___ SOURCE TEXT

Joyce Carol Oates has always been drawn to the underside of the American imagination. Serial killers, rapists and youth gangs stalk the pages of her novels, and scenes of domestic violence, economic deprivation, loneliness and rage are commonplace. The emotional climate is intense; the language often unflinching; the vision corrosive, even apocalyptic.
Now the writer once called “the Dark Lady of American Letters” has stepped into sunlight. The Perfectionist, which premiered at the McCarter Theatre in Princeton, N.J. last October, was Joyce Carol Oates’s first “romantic comedy,” and it came complete with a cast of good-hearted characters, a cheerful suburban setting and all the happy contrivances that go with the genre. The whole enterprise was rather unlikely and disconcerting, as if Jane Austen or Madame de Stael had suddenly turned herself into Jean Kerr–and no less surprising is how Oates mastered the rudiments of Broadway light comedy without ever having seen one. There are, to be sure, a few discordant rumblings along the way as well as some of the disruptive impulses that underline the rest of the novelist’s work–intimations of illness, death and drug dependency, an accusation of rape and at one point the threat of castration–but the genial comic spirit she has called into spirit manages to hold the dark clouds at bay.
So just what were the circumstances that brought this most uncharacteristic work–a kind of screwball comedy for the intelligentsia, the suburban and tenured–into being? Oates provides a multi-tiered explanation, beginning with proximity to the McCarter (she is currently the Roger S. Berlind Distinguished Professor in the Humanities at Princeton University) and her close friendship with Emily Mann, the theatre’s artistic director. “It was always understood that I would try to write something that might be suitable for the McCarter. Emily has always been very receptive to my work and I think because of her presence here I was encouraged to write a kind of play I would not have otherwise attempted. I also love to learn new things, and for me The Perfectionist is an experiment in genre.”
Finally, Oates offers what may be the best reason of all for such a play: Life isn’t all discord and anguish. “There really are romances in the world,” she ventures. “People fall in love. Every day.”
While her literary reputation rests securely on her prose fiction, Oates is becoming a conspicuous presence in American theatre. She is particularly active during the current season–which also finds her on terrain more familiar than the sunny realm of The Perfectionist. Black, a scalding drama of racial confrontation, will open March 7 in New York at Women’s Project and Productions. Oates’s 1972 play Ontological Proof of My Existence, about a kidnapper who struggles to possess a young girl while offering her for sale to the highest bidder, was revived by Chicago’s Thunder Road Ensemble in November. I Stand Before You Naked, a “collage-play” first presented at New York’s American Place Theatre in 1990, is entering its second year at the Theatre Marie Stuart in Paris.
Oates also recently completed a libretto for an opera based on her 1991 novella Black Water, a fictive retelling of the Chappaquiddick incident, which is to receive its world premiere in 1995 at the American Music Theater Festival of Philadelphia, as well as a screenplay for Martin Scorsese. She is currently at work on another full-length drama titled Bad Girls. The present season promises numerous performances of her one-act plays (“I love short plays because they get immediately to the drama,” she remarks), which have proved extremely popular with college and small theatre groups because of their small casts and minimal production requirements.

______
___ PROVIDED DATA

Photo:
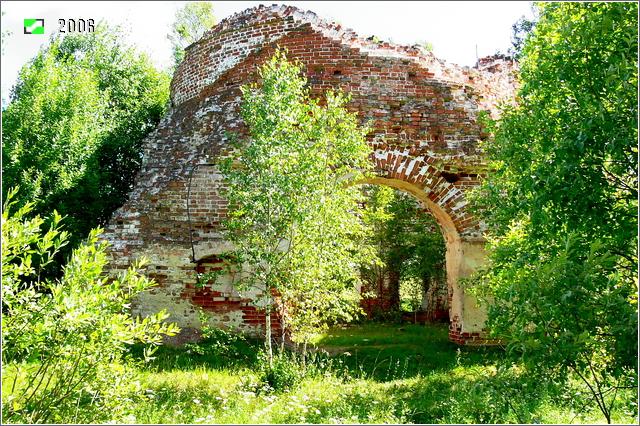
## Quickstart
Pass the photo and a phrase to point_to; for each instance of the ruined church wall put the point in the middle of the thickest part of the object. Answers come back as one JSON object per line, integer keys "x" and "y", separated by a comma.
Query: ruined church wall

______
___ PROVIDED DATA

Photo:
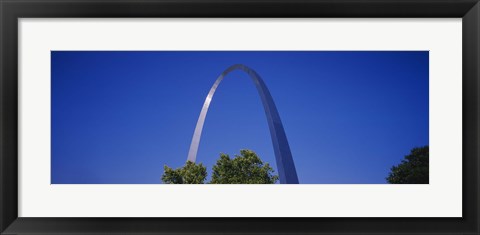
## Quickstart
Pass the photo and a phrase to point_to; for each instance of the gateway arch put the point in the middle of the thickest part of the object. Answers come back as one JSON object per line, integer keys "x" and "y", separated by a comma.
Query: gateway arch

______
___ PROVIDED DATA

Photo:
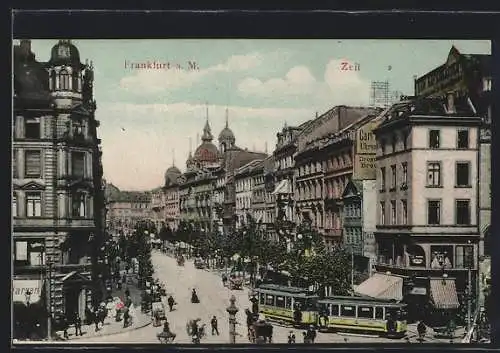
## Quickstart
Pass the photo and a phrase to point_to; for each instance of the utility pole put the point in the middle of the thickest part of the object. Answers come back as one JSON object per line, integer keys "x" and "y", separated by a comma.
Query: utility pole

______

**TASK SET**
**a.** According to the Oates article, which theater premiered The Perfectionist?
**b.** Write out the stretch of the Oates article from "While her literary" through "Stuart in Paris.".
The entries come from a separate source unrelated to the Oates article.

**WORKED SOLUTIONS**
**a.** The McCarter Theatre in Princeton, N.J.

**b.**
While her literary reputation rests securely on her prose fiction, Oates is becoming a conspicuous presence in American theatre. She is particularly active during the current season–which also finds her on terrain more familiar than the sunny realm of The Perfectionist. Black, a scalding drama of racial confrontation, will open March 7 in New York at Women’s Project and Productions. Oates’s 1972 play Ontological Proof of My Existence, about a kidnapper who struggles to possess a young girl while offering her for sale to the highest bidder, was revived by Chicago’s Thunder Road Ensemble in November. I Stand Before You Naked, a “collage-play” first presented at New York’s American Place Theatre in 1990, is entering its second year at the Theatre Marie Stuart in Paris.